Return the lines of the material from the very first one through the line containing "825], [48, 663]]", both included, copying each line without any change.
+ + + + +
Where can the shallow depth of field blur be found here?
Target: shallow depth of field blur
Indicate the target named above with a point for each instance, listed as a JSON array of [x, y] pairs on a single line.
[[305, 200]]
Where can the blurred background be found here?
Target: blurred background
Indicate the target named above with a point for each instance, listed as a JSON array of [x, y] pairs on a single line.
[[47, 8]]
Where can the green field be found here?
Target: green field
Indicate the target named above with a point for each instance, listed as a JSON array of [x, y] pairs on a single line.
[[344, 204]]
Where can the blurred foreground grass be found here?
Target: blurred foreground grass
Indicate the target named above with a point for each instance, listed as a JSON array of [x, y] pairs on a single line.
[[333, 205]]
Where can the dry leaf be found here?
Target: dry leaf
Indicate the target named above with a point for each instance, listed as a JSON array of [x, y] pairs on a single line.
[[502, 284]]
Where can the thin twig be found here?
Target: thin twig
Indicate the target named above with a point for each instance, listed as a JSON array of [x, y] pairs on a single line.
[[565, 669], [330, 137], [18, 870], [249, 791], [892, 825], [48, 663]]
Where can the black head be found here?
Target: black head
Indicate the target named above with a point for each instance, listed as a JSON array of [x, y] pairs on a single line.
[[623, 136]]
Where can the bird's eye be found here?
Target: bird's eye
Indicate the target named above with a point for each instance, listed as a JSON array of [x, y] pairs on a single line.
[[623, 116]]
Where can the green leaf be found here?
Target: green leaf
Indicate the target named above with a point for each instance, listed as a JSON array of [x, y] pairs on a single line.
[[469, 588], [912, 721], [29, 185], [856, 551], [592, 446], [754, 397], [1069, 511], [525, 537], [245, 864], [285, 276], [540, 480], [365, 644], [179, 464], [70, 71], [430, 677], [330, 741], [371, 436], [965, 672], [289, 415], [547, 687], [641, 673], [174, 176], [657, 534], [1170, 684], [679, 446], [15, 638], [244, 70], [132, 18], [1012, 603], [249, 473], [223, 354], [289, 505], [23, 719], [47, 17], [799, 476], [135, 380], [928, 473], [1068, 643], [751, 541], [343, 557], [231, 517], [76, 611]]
+ + + + +
→ **The completed task**:
Where can the shallow depth of field blur be found here?
Target: shallow depth of field blur
Indicate the target named above with a point for each instance, listed as a JSON array of [x, y] pairs on a single line.
[[305, 200]]
Where can the blurred background be found here?
Target: blurred background
Indicate the target named above with a point for each instance, listed as a JSON array of [x, y] pairs on a single line.
[[47, 8]]
Where can the green field be found here?
Target: green field
Indicate the target named above with a point for each instance, listed as a JSON array of [x, y] pairs on a single line.
[[344, 204]]
Where can the blurred foreground grass be found here?
Target: blurred foreground grass
Indicate the target named above with a point for each instance, listed as a JSON array of [x, y] pairs on a single line.
[[333, 205]]
Where can the dry leaf be found here?
Target: dry leaf
Indicate the target named above with a point for each instance, listed as a JSON array of [x, y] pairs on a single line.
[[502, 284]]
Where can the thin twig be found here?
Target: thin twig
Indicate the target named above with a point for each instance, listed as a JSON array of [x, y] pairs on a single line.
[[565, 669], [330, 137], [18, 870], [249, 791], [892, 825], [48, 663]]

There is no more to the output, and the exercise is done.